# Is this insect bad?



## Vargoje3 (Oct 5, 2020)

Found what looks like a grasshopper in my vivarium. I removed it, but do I have to worry about it?


----------



## Louis (Apr 23, 2014)

That's a really cool bug to find in your vivarium. It's definitely some kind of juvenile grasshopper/cricket/katydid and it might have eaten some of your plants so probably best removed. It's too small to have laid any eggs in there that you need to worry about but if it hatched out from eggs in some moss or anything like that then there could me more in there.


----------



## Vargoje3 (Oct 5, 2020)

I felt bad squishing him, did look pretty cool. Might have left him if I had frogs in the tank, but it's currently unoccupied.


----------



## XxFrogxX (Mar 12, 2019)

Vargoje3 said:


> I felt bad squishing him, did look pretty cool. Might have left him if I had frogs in the tank, but it's currently unoccupied.


Imo you should have released the insect, if it is native to your area.


----------



## E.Shell (Aug 27, 2020)

Gonna be 17oF here tonight, he's probably better off squished than released...


----------



## Socratic Monologue (Apr 7, 2018)

Wikipedia tells me there are 6,400 species of katydids. By the time I confirmed that one is a native species, it would be dead of old age.

Kind of a joke. Kind of not. Best not to release anything, live or dead, that's been in a viv.


----------

■ ■ ■ ■

DIRECTIVES:
(A) From the forum thread, set down the passage between "Gonna be 17oF" and "been in a viv.", inclusive, without altering a single character.
(B) List each line of the listing that contains the string "pendant", treating uppercase and lowercase letters as distinct.

■ ■ ■ ■

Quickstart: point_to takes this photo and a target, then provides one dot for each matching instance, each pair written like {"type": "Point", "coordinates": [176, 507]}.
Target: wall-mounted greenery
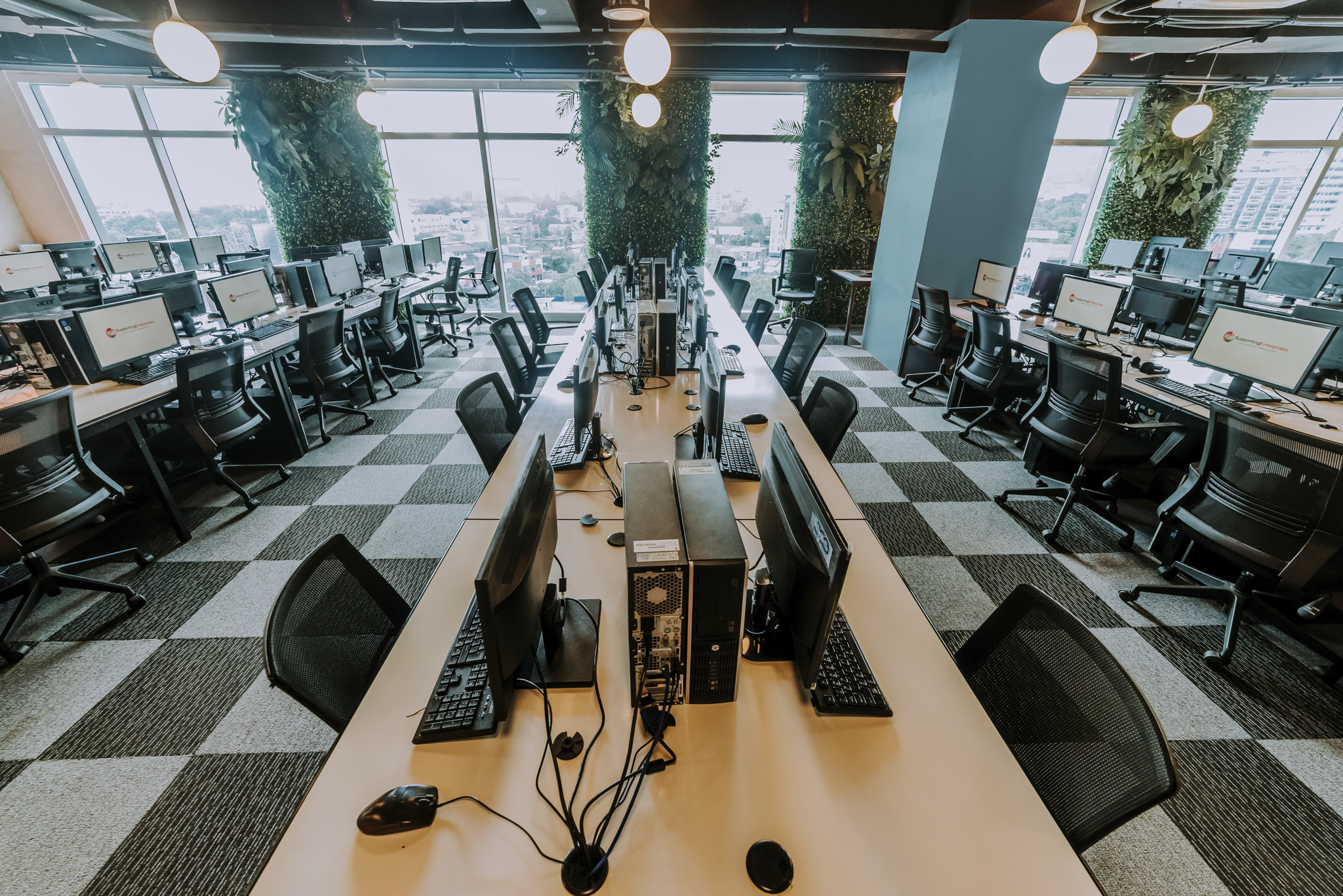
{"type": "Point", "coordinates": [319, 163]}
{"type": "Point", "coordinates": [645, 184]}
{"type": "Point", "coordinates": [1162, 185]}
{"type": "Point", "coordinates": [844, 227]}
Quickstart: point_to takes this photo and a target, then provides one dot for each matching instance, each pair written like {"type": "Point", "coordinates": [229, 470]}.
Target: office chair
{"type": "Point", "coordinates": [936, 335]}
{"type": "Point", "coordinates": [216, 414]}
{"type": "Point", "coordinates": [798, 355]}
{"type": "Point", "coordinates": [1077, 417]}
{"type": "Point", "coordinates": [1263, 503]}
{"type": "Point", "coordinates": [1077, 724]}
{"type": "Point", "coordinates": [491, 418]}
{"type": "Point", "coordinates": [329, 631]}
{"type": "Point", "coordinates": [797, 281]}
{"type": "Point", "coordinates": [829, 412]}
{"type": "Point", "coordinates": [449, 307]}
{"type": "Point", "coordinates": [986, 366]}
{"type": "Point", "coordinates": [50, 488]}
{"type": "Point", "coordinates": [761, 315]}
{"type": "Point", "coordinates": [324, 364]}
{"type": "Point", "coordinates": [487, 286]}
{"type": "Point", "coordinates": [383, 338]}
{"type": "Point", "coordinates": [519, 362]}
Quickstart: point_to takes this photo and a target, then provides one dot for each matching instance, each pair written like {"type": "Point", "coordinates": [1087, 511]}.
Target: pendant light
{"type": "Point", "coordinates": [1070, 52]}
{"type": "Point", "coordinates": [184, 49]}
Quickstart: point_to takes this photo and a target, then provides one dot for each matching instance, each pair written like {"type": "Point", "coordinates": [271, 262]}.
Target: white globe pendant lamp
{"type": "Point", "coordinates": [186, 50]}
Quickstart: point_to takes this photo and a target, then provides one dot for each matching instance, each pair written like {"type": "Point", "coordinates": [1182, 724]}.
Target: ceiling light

■ ■ ■ ■

RESPONSES PER TASK:
(A)
Gonna be 17oF here tonight, he's probably better off squished than released...


----------



## Socratic Monologue (Apr 7, 2018)

Wikipedia tells me there are 6,400 species of katydids. By the time I confirmed that one is a native species, it would be dead of old age.

Kind of a joke. Kind of not. Best not to release anything, live or dead, that's been in a viv.

(B)
Target: pendant light
Target: white globe pendant lamp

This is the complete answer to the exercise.